(Excerpts of bounding box data)
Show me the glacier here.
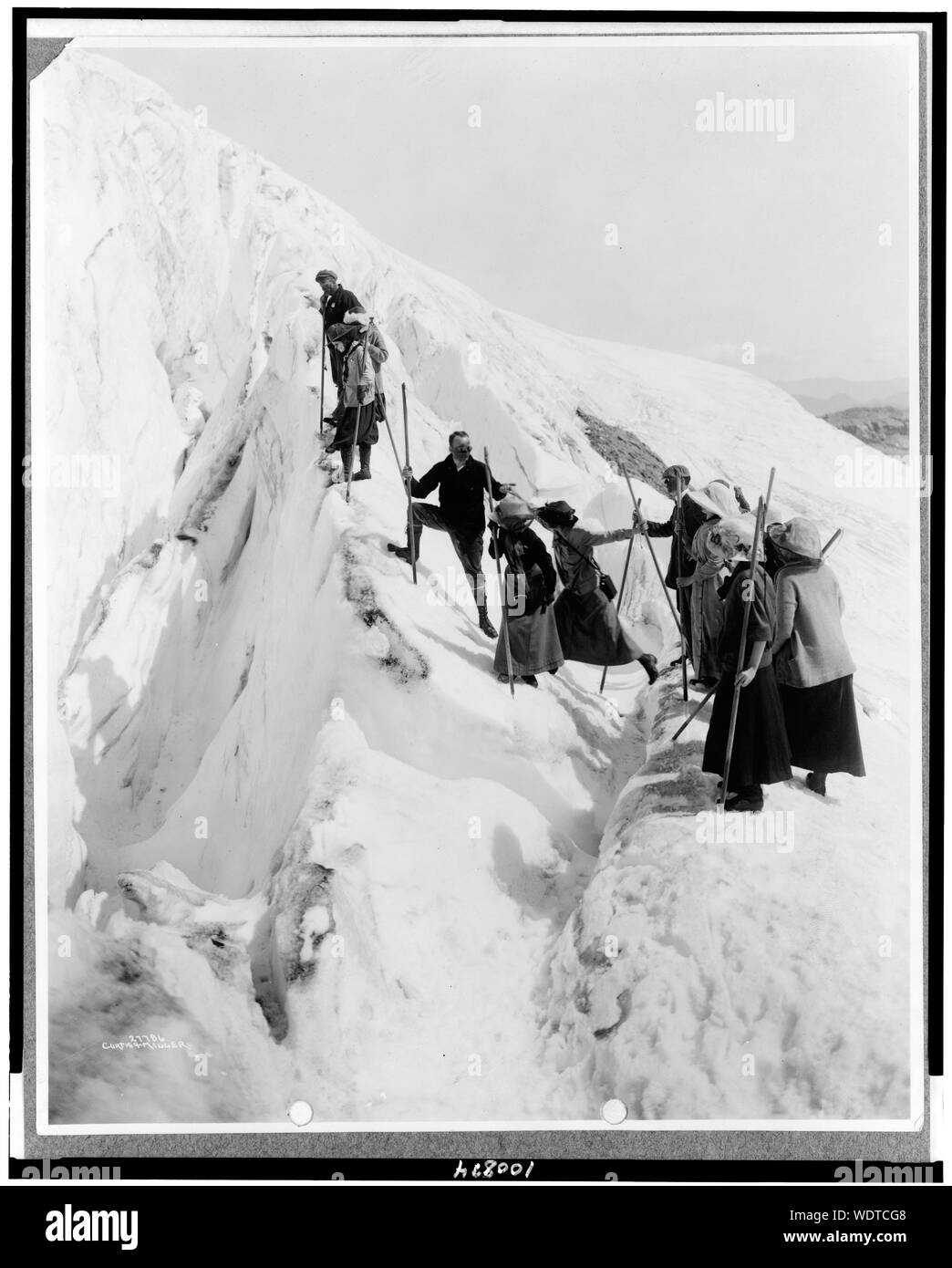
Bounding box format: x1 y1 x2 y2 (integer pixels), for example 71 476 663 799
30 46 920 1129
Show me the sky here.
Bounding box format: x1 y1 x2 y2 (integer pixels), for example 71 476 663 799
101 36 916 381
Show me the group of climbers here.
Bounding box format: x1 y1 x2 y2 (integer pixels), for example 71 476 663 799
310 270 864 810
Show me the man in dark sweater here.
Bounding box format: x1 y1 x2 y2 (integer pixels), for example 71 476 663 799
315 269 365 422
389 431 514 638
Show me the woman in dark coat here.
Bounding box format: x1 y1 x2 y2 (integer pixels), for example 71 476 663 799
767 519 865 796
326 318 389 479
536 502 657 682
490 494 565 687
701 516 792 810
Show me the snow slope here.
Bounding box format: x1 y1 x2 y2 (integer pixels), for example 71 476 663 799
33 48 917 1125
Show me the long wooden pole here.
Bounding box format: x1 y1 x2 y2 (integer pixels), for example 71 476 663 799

### Problem statement
Show each line of the material above that contains the word "dark".

### Written answer
Show me the man in dark sweater here.
Show me the woman in dark coat here.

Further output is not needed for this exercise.